**Document extract**.
--- begin ---
Apache Hivemall, a collection of machine-learning-related Hive user-defined functions (UDFs), offers Spark integration as documented here. Now, we will see how it works in PySpark.
Note that Hivemall requires Spark 2.1+. This article particularly uses Spark 2.3 and Hivemall 0.5.2, and the entire contents are available at this Google Colabo notebook.
Installation
We do need to set up Spark and Hadoop environment first of all. For example, if you are using Colabo, follow instructions as:
!apt-get install openjdk-8-jdk-headless -qq > /dev/null
!wget -q http://mirror.reverse.net/pub/apache/spark/spark-2.3.3/spark-2.3.3-bin-hadoop2.7.tgz
!tar xf spark-2.3.3-bin-hadoop2.7.tgz
!pip install -q findspark
import os
os.environ["JAVA_HOME"] = "/usr/lib/jvm/java-8-openjdk-amd64"
os.environ["SPARK_HOME"] = "/content/spark-2.3.3-bin-hadoop2.7"
import findspark
findspark.init()
Next, download hivemall-spark2.x-0.y.z-incubating-with-dependencies.jar
corresponding to your Spark version from the ASF repository:
wget -q http://mirror.reverse.net/pub/apache/incubator/hivemall/0.5.2-incubating/hivemall-spark2.3-0.5.2-incubating-with-dependencies.jar
Create Spark session
Connect to the Spark instance and start a new session:
from pyspark.sql import SparkSession
spark = SparkSession.builder.master('local[*]').config('spark.jars', 'hivemall-spark2.3-0.5.2-incubating-with-dependencies.jar').enableHiveSupport().getOrCreate()
The Hivemall .jar
file is explicitly loaded from jars
option, and Hive connection and their UDF support are enabled by enableHiveSupport()
.
Register Hive(mall) UDF to Spark
If a Spark session is instantiated with enableHiveSupport()
--- end ---
**The task**.
Answer these from the Hivemall PySpark guide above:
1. What is the minimum Spark version Hivemall requires?
2. Which Python package does the setup install with pip?
3. Which method enables the Hive connection and its UDF support in the Spark session?

**Records supplied**.
--- begin ---
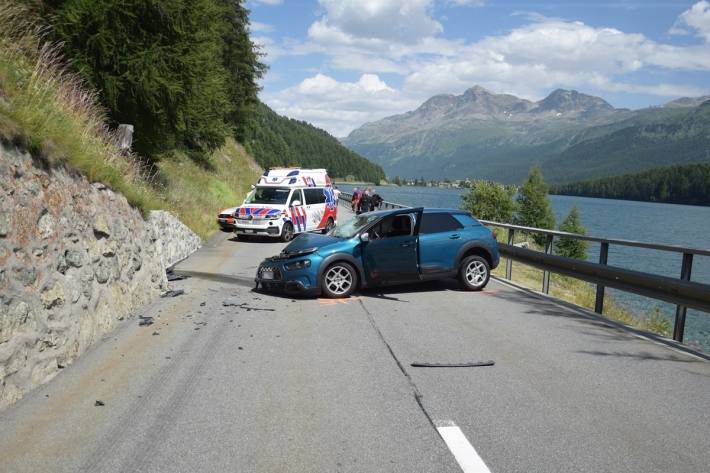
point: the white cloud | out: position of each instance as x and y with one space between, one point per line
339 107
390 20
258 27
694 20
548 53
467 3
528 61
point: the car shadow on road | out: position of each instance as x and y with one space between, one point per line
256 239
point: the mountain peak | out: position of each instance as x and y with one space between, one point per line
562 101
478 90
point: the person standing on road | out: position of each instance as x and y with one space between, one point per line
375 200
356 199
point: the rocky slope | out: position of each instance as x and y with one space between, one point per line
481 134
74 259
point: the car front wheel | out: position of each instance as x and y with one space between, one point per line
474 273
338 280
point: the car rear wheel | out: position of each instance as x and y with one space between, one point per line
287 232
338 280
474 273
329 225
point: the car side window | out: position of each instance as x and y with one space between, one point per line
314 196
393 226
439 222
296 195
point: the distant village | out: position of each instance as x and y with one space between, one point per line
445 183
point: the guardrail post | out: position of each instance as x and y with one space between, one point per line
509 261
546 274
681 310
603 256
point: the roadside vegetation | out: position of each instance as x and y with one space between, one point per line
49 111
184 73
531 208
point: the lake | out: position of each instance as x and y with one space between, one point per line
670 224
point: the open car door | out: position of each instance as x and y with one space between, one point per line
391 254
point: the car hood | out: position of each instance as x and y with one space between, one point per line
257 210
228 211
309 240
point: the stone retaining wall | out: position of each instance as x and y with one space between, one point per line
75 258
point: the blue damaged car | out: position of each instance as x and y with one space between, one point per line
385 248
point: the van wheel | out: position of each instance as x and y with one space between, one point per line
338 280
474 273
287 232
329 225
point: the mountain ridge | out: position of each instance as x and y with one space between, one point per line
480 133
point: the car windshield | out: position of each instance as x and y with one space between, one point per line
269 195
353 226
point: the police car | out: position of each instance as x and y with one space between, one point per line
286 202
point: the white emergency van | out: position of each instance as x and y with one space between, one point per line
288 201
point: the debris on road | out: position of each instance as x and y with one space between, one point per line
174 277
453 365
243 305
173 293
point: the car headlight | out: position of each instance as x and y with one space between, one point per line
302 264
301 252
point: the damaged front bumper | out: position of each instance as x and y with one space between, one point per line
273 276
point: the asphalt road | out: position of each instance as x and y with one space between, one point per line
228 379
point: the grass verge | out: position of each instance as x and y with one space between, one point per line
583 294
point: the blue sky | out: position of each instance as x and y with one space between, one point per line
341 63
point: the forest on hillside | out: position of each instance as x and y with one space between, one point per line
279 141
683 184
186 74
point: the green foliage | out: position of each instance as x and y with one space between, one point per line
274 140
570 247
490 201
241 60
689 184
534 208
183 72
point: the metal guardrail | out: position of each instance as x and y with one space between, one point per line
682 291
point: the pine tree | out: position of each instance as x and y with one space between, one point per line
156 65
534 208
570 247
490 201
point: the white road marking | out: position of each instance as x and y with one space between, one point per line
466 456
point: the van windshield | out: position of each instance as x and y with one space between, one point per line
269 195
353 226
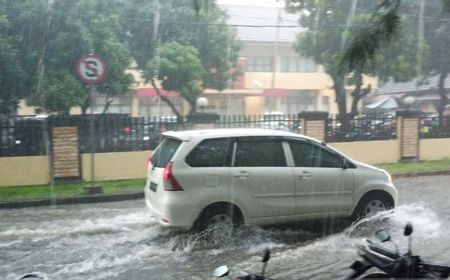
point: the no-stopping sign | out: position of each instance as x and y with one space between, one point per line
91 69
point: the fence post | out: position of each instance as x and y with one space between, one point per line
408 126
314 124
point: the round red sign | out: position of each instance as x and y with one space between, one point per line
91 69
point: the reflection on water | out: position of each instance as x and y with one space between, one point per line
121 241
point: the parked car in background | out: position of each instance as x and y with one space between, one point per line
275 120
198 179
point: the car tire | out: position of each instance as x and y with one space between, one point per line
372 203
221 219
376 276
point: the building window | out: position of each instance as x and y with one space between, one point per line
300 100
260 64
325 103
297 64
152 107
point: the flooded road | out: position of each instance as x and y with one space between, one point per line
121 241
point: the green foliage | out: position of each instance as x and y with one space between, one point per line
61 93
54 36
355 38
178 68
11 72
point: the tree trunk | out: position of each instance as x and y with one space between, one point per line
357 94
167 100
443 94
341 100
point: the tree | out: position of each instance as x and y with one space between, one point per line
434 45
11 72
437 37
55 35
196 23
349 39
180 70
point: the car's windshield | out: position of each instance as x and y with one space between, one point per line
345 105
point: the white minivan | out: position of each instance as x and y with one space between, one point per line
201 178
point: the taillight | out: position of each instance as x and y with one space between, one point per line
171 182
149 161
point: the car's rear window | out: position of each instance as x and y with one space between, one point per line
165 151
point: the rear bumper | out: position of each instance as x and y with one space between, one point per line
171 214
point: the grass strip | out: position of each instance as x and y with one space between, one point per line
21 193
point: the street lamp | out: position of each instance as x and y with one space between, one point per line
408 101
202 103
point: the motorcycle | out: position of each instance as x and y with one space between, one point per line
223 271
392 264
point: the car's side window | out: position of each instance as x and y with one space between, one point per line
210 153
259 152
307 154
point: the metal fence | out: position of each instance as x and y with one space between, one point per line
361 129
434 127
114 133
27 136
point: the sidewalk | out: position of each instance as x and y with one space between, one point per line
97 198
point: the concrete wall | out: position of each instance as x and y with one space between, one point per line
434 149
115 166
21 171
371 152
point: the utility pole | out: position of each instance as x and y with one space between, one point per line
272 96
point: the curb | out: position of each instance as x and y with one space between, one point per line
420 174
72 200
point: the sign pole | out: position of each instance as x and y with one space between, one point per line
92 133
92 70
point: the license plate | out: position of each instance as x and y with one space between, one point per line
153 186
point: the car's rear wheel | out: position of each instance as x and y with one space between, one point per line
373 203
218 222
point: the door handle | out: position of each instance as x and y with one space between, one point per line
304 175
242 175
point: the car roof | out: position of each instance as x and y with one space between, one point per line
187 135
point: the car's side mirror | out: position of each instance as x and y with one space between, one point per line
382 235
344 163
266 256
408 229
221 271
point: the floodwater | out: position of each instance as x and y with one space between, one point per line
121 241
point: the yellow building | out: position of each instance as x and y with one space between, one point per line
275 77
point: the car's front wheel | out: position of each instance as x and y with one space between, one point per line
373 203
218 222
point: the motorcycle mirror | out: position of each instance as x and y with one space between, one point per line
382 235
408 229
266 256
33 275
221 271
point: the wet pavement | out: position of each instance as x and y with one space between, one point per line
121 241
--- end ---
**Task response**.
1. Spark 2.1
2. findspark
3. enableHiveSupport()